(Objectif):
Mettez à jour le passage de l'extrait qui va de "Quant à la persécution" à "la Vendée l'attestent..." en remplaçant "Lyonnais" par "Dauphiné", puis réécrivez ce passage en entier.

(Extrait):
----------
Au retour d'un week-end en Occitanie, je vois que le débat a beaucoup progressé et je me permets d'ajouter quelques remarques
cum grano salis.
Eliazar, vous écrivez que plusieurs provinces françaises avaient créé leur identité sans ou contre la couronne de France, et vous citez entre autres la Bretagne; mais alors, les Chouans et Cadoudal, ils ne se battaient pas pour la Couronne?
Vous avez une vision de l'Histoire d'une France colonisatrice des braves Lorrains ou Alsaciens qui est difficile à avaler pour quelqu'un comme moi dont les ancêtres, paysans alsaciens de pure souche avec un nom tout ce qu'il y a de plus germanique, ont quitté l'Alsace en 1871, abandonnant tout derrière eux,
parce qu'ils voulaient rester français... Vous comprendrez que j'ai un peu de peine à souscrire à votre vision des choses....
Quant à la persécution religieuse de la Révolution française attribuée aux "Français", peut-être prenez-vous le cas du comté de Nice pour une généralité... C'est dans les provinces bien françaises du Lyonnais et de la Vendée que l'on a le plus souffert pour la foi... Les 180'000 morts de la Vendée l'attestent...
Il est un peu facile de mettre la persécution des protestants sur le dos du pouvoir royal bien sûr "français" et centralisateur, comme si cette persécution n'avait pas eu le soutien de 90% de la population non-protestante, y compris dans vos chères provinces non-françaises... C'est bien le Parlement de Toulouse qui a condamné Calas à mort en 1762, et c'est bien de braves Languedociens (que l'on croirait exempts de ce genre de torts à lire vos textes) qui se sont livrés à des massacres de protestants à Nîmes en 1815 sans que Paris y soit pour rien là-dedans.
Bien sûr, nos visions de l'Histoire sont irréconciliables, mais je pense qu'il fallait peut-être apporter un autre point de vue que le vôtre.
Je suis étonné de votre description si violente de la corruption du clergé catholique romain au XVIIIème siècle. Si ces évêques avaient été si corrompus que vous l'affirmez, pourquoi un seul sur 140 (Talleyrand!) a accepté la Constitution civile du clergé et pourquoi les autres ont-ils préféré la déposition et la persécution?
----------
(Données brutes):

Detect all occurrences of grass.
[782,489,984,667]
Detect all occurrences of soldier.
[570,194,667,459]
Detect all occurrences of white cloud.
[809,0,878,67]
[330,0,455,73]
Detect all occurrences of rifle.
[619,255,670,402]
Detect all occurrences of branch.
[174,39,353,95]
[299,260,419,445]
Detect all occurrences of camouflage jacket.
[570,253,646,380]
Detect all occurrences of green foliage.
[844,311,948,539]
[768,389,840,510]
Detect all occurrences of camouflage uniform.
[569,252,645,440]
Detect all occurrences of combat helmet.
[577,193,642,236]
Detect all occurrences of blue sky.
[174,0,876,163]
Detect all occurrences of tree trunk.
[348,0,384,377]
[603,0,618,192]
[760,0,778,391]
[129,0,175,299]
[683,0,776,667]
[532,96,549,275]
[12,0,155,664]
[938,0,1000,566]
----------
(Corrigé):
Quant à la persécution religieuse de la Révolution française attribuée aux "Français", peut-être prenez-vous le cas du comté de Nice pour une généralité... C'est dans les provinces bien françaises du Dauphiné et de la Vendée que l'on a le plus souffert pour la foi... Les 180'000 morts de la Vendée l'attestent...